Count the lines in the listing below that contain the word "track", and reply with only that number.

Record extracts:
· · · · · · ·

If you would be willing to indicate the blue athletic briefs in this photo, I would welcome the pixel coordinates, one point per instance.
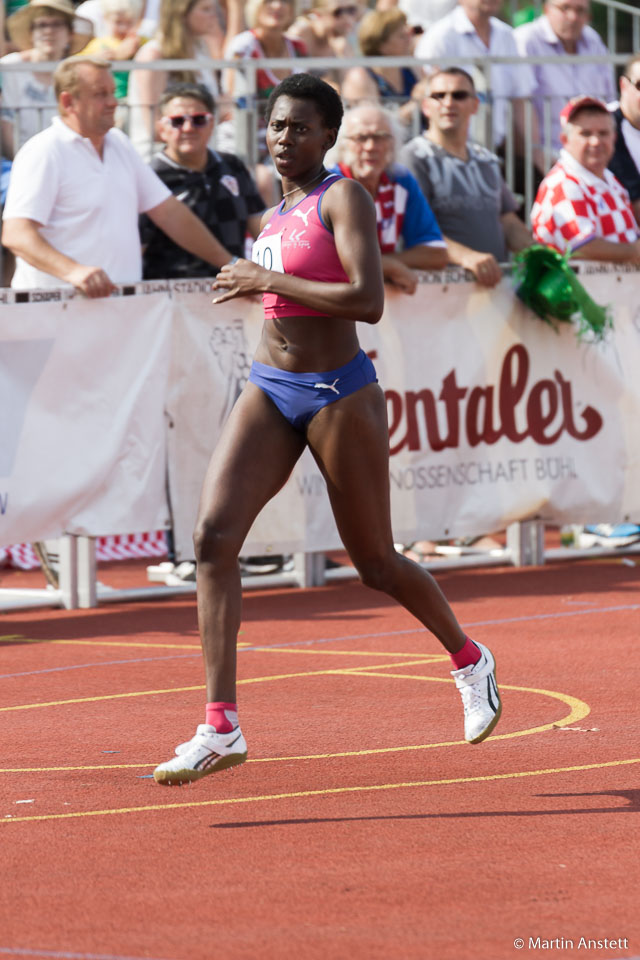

· · · · · · ·

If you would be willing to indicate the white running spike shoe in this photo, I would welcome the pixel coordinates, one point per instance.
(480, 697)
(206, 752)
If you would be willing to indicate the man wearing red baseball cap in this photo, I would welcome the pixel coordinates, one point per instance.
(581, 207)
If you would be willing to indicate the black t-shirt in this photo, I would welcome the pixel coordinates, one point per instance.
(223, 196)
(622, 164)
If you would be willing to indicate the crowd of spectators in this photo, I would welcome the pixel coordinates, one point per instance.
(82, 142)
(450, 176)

· · · · · · ·

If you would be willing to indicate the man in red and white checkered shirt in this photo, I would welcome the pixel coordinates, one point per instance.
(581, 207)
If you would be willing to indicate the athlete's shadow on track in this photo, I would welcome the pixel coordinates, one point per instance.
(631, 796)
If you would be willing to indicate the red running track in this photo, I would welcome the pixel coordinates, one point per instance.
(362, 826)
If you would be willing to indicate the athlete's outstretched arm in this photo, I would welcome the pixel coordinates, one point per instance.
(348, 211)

· · · · · · ·

Solution for this task: 2